Data to process.
····················

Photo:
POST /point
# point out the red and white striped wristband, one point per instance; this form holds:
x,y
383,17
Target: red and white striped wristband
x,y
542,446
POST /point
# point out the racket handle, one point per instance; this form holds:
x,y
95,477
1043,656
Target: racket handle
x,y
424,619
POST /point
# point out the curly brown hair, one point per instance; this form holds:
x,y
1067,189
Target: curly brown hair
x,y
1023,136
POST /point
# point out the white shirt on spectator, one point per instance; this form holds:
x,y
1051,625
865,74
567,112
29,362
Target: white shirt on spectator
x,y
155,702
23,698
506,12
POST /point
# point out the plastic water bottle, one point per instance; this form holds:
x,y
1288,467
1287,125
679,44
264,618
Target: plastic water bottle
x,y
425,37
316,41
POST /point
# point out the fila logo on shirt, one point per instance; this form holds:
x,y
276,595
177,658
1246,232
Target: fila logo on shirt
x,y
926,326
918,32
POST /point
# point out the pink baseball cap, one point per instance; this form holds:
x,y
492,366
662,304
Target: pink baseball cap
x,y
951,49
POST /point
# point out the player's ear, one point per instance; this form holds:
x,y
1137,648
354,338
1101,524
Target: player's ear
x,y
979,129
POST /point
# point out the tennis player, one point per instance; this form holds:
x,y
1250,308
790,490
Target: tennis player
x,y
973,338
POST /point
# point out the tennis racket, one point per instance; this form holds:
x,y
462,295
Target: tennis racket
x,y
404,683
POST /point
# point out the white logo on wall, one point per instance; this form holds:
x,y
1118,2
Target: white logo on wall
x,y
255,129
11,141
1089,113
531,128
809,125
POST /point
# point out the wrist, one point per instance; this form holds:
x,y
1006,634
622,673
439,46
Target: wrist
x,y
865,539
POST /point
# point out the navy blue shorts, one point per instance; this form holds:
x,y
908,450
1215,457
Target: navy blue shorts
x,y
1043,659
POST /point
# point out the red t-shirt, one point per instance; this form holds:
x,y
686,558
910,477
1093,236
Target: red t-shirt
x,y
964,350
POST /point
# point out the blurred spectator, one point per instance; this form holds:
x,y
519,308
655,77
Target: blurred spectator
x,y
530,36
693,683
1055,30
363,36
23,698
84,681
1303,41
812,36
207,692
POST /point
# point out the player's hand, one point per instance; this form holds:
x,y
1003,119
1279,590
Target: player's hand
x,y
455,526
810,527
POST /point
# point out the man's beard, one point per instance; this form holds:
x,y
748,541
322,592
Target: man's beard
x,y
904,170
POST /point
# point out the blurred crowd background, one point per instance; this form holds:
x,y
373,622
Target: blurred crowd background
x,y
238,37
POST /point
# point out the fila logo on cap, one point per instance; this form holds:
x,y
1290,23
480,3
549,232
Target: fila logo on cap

····················

Work instructions. Output the data above exactly, please, line for line.

Written response.
Photo:
POST /point
# point out the red and white striped wristband, one point per instance; this form holds:
x,y
383,17
Target: red and white striped wristband
x,y
542,446
POST /point
# point out the racket handle, one point per instance; this form holds:
x,y
95,477
1043,656
Target: racket handle
x,y
424,619
POST /point
# point out the curly brown hair, one point per instance; this form holds:
x,y
1067,189
Target: curly brown hair
x,y
1023,136
POST /point
# point out the white shirt on spectator, one point per instance; this form holds:
x,y
1051,625
865,74
567,112
29,362
Target: white shirt on spectator
x,y
155,702
23,698
506,12
POST /point
# point out the plastic water bottle, one point per instance; this form holds:
x,y
1288,467
1287,125
679,44
264,618
Target: plastic water bottle
x,y
425,37
316,41
POST /point
# point out the fila logo on shirt, one point per instance; this form holds:
x,y
276,595
177,658
1246,232
Target: fila logo on shirt
x,y
926,326
918,32
POST /point
# point out the pink baseball cap, one point per instance; this form holds:
x,y
492,366
662,304
Target: pink baseball cap
x,y
951,49
POST /point
# point out the player's ear, one point per instance; this form holds:
x,y
1137,648
354,338
1101,524
Target: player's ear
x,y
979,129
POST /point
# point out the tennis player, one point per instance; this form holds:
x,y
1250,308
790,490
Target: tennis player
x,y
973,338
POST /point
# point out the tennis racket, one point per instance; this form holds:
x,y
462,295
Target: tennis racket
x,y
404,683
POST /point
# point out the white logo on wall, one point per instance; this form holds:
x,y
1118,2
Target: white logo on wall
x,y
255,129
11,141
1089,113
531,128
809,125
POST /point
# point out the wrist, one point per instance; this form holds:
x,y
1006,634
622,673
439,46
Target: wrist
x,y
865,539
POST /point
# point out the navy blue shorts, one point per instance; this form holds:
x,y
908,450
1215,457
Target: navy blue shorts
x,y
1043,659
POST /point
# point out the red t-shirt, one point per instance; this form holds:
x,y
686,558
910,477
1093,236
Target: red t-shirt
x,y
964,350
POST /point
# point out the blurred spectator, one point per instance; this form holds:
x,y
519,308
655,77
Target: blurred spectator
x,y
530,36
693,683
1055,30
363,36
23,698
84,681
1303,41
812,36
207,692
POST /point
# point out the player's hand, one point per instance; this form holds:
x,y
1003,119
1279,590
Target: player's hand
x,y
455,526
810,527
POST /point
# point out the man's beard, one point per instance; this form holds:
x,y
748,541
322,592
Target: man's beard
x,y
904,170
POST /point
# point out the blurred crowd background, one point per instance; this form holds:
x,y
373,622
Target: blurred crowd background
x,y
238,37
POST /point
# point out the fila logo on cap, one point per instance; this form holds:
x,y
1290,23
480,3
549,232
Target: fila logo on cap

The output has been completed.